* **Job**: Update the records below so that each "Objective" becomes "Goal", and leave everything else in them unchanged.

* **Material for this task**:

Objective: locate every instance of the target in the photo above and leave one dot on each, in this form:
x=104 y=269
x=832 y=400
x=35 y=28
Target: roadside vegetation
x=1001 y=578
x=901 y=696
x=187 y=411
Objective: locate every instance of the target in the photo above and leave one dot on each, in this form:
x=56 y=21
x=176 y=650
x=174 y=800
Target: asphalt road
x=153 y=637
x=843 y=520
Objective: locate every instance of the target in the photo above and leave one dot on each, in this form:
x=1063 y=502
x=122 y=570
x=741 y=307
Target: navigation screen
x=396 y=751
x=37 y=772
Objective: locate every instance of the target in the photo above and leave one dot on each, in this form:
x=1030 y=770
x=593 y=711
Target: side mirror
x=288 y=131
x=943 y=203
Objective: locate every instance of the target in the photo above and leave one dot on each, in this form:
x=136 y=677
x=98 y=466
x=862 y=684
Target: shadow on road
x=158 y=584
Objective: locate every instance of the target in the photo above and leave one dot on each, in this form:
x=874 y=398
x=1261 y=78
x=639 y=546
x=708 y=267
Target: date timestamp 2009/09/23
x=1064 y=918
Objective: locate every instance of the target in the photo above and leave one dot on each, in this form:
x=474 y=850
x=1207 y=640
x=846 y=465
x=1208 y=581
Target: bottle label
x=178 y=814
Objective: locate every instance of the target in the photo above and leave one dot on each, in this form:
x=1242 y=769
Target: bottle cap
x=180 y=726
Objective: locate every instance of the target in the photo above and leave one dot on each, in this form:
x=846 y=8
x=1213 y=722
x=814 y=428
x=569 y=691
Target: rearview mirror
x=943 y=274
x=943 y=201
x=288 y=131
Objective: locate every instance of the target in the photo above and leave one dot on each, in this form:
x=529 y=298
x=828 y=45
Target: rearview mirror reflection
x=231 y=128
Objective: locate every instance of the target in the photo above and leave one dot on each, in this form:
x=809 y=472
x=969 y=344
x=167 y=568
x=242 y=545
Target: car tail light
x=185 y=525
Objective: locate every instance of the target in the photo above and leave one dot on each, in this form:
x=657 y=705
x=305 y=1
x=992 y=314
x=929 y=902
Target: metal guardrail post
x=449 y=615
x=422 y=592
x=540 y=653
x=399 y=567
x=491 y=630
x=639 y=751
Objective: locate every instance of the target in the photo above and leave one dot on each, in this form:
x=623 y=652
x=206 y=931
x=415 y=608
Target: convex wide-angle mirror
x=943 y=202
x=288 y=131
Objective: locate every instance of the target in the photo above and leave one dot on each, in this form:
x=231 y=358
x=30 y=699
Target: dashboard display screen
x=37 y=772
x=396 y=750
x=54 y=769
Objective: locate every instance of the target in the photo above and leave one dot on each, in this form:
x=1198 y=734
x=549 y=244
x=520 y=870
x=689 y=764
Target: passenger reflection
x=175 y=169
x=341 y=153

* **Exercise output**:
Goal: locate every instance of the target in the photo above and leave one dot on each, in this form:
x=104 y=269
x=832 y=400
x=35 y=28
Target: roadside vegetation
x=1001 y=578
x=901 y=696
x=187 y=411
Goal: locate every instance of the target in the photo above and leave one dot on each, in this form:
x=56 y=21
x=176 y=650
x=174 y=800
Target: asphalt road
x=153 y=637
x=843 y=520
Goal: locate every instance of the target in the photo above and leave one dot on each, in this form:
x=1063 y=502
x=122 y=570
x=741 y=307
Target: navigation screen
x=396 y=751
x=37 y=772
Goal: locate every instance of the target in the photo above and leave one dot on each, in this form:
x=1030 y=770
x=593 y=711
Target: side mirror
x=288 y=131
x=943 y=203
Goal: locate every instance of the target in the photo above and leave one dot on each, in this form:
x=136 y=677
x=98 y=466
x=862 y=684
Target: shadow on road
x=158 y=584
Goal: locate every instance of the target in the photo above and leave one dot on each, in this form:
x=874 y=398
x=1261 y=78
x=639 y=546
x=708 y=267
Target: date timestamp 2009/09/23
x=1064 y=918
Goal: locate every instance of the target in the photo above and leave one dot on each, in this form:
x=474 y=850
x=1207 y=640
x=846 y=465
x=1208 y=581
Target: bottle label
x=178 y=814
Goal: locate every instance of the target in the photo above and leave one dot on each, in this form:
x=1242 y=769
Target: bottle cap
x=180 y=726
Goal: locate every instance of the target in the photo above and leave one dot on each, in this form:
x=846 y=8
x=1213 y=722
x=814 y=428
x=569 y=691
Target: rearview mirror
x=943 y=274
x=943 y=201
x=288 y=131
Goal: locate every instance of the target in the photo above and leave one dot on each, in this form:
x=529 y=298
x=828 y=45
Target: rearview mirror reflection
x=231 y=128
Goal: locate every instance of the target in the photo above and leave one dot on each, in this form:
x=809 y=472
x=969 y=344
x=167 y=568
x=242 y=545
Target: car tail light
x=185 y=525
Goal: locate every instance of the target in the photo above and leave one dot on each, in this form:
x=657 y=705
x=305 y=1
x=992 y=314
x=929 y=902
Target: metal guardrail post
x=449 y=615
x=422 y=592
x=540 y=653
x=399 y=567
x=491 y=630
x=639 y=751
Goal: locate every instance of the target in the photo above and leave one dot on each, in this form:
x=623 y=652
x=206 y=931
x=415 y=608
Target: convex wide-angle mirror
x=943 y=202
x=288 y=131
Goal: locate every instance of the target in the photo above and leave one dot on each, in this form:
x=231 y=358
x=30 y=699
Target: dashboard display screen
x=37 y=772
x=396 y=750
x=54 y=769
Goal: locate every instance of the target in the photo above and leave one dot on each, in this form:
x=1198 y=734
x=549 y=244
x=520 y=870
x=689 y=764
Target: passenger reflection
x=175 y=169
x=341 y=153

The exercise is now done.